**Requisitos do exercício:**
(a) Responda às perguntas abaixo com base na reportagem sobre Jacarepaguá, marcando cada resposta como a pergunta correspondente.
(i) Quantos habitantes tem Jacarepaguá segundo o Censo 2022?
(ii) Em que ano começou a sondagem do ISP-RJ?
(iii) Quem foi o autor do projeto de lei sobre loteamentos de terra?
(b) Transforme em lista o parágrafo da reportagem sobre Jacarepaguá que começa com "Em 2018, ano em que", mantendo seus fatos principais.
(c) Diga se cada afirmação abaixo está de acordo com a reportagem sobre Jacarepaguá, respondendo sim ou não e citando literalmente as palavras do texto que decidem a questão.
(i) Em 2023, foram registrados 256 casos de extorsão em Jacarepaguá.
(ii) A guerra entre milicianos e traficantes na região já dura cerca de dez anos.
(iii) O projeto de lei buscava agilizar loteamentos de terra nas regiões das Vargens e de Itanhangá.

Berço político dos Brazão, Jacarepaguá tem
violência recorde em meio à guerra tráfico x milícia
O ano
de 2023 teve recordes em vários indicadores de
violência em Jacarepaguá, bairro mais populoso do Rio de Janeiro, um dos
berços da milícia no fim dos anos 90 e hoje palco de intensas disputas entre paramilitares e traficantes.
Seus sub-bairros
também são redutos políticos do clã Brazão — no domingo (24), os irmãos Chiquinho e Domingos foram presos e apontados como os mandantes do atentado contra Marielle Franco, no qual também morreu o motorista Anderson Gomes.
O g1 buscou dados do Instituto de Segurança Pública do Rio de
Janeiro (ISP-RJ), e alguns indicadores de violência, inclusive o que inclui
assassinatos, bateram o recorde histórico — a sondagem começou em 2003.
Segundo o ISP-RJ, em
Jacarepaguá, nunca houve números tão altos como os do ano passado nos
seguintes indicadores:
- Extorsão - 256 casos registrados;
- Letalidade violenta (assassinatos): 250;
- Pessoas desaparecidas: 262;
- Morte por intervenção de agentes do estado (autos de
resistência): 83
Há 2 anos, os
moradores da região, que é a mais populosa da capital, de acordo com dados
do Censo 2022, com 653 mil habitantes, vivem em meio a uma guerra entre milicianos e traficantes.
Em 2018, ano em que
Marielle foi assassinada, Jacarepaguá era praticamente toda dominada pela
milícia, à exceção da Cidade de Deus, sob o tráfico do Comando Vermelho. Duas
das formas de exploração são a grilagem de terras e a expansão imobiliária —
que, para a Polícia Federal (PF), podem estar relacionadas à morte da vereadora.
A suspeita da PF é que
Marielle tenha atrapalhado um projeto de Lei na Câmara Municipal para agilizar
os loteamentos de terra em áreas de milícia, particularmente nas regiões das
Vargens (Grande e Pequena) e Itanhangá.
O autor do projeto de
lei foi justamente Chiquinho Brazão, então vereador em 2018, pouco antes do
assassinato da vereadora.

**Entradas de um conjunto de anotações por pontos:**

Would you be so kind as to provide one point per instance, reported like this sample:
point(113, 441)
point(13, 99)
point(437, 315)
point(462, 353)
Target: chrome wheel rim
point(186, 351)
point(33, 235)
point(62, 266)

**Respostas às tarefas:**
(a)
(i) 653 mil habitantes.
(ii) Em 2003.
(iii) Chiquinho Brazão, então vereador em 2018.

(b)
- Em 2018, ano do assassinato de Marielle, Jacarepaguá era praticamente toda dominada pela milícia.
- A exceção era a Cidade de Deus, sob o tráfico do Comando Vermelho.
- A grilagem de terras e a expansão imobiliária são duas das formas de exploração.
- Para a Polícia Federal, essas atividades podem estar relacionadas à morte da vereadora.

(c)
(i) Sim: "Extorsão - 256 casos registrados".
(ii) Não: "Há 2 anos, os moradores da região".
(iii) Sim: "para agilizar os loteamentos de terra em áreas de milícia, particularmente nas regiões das Vargens (Grande e Pequena) e Itanhangá".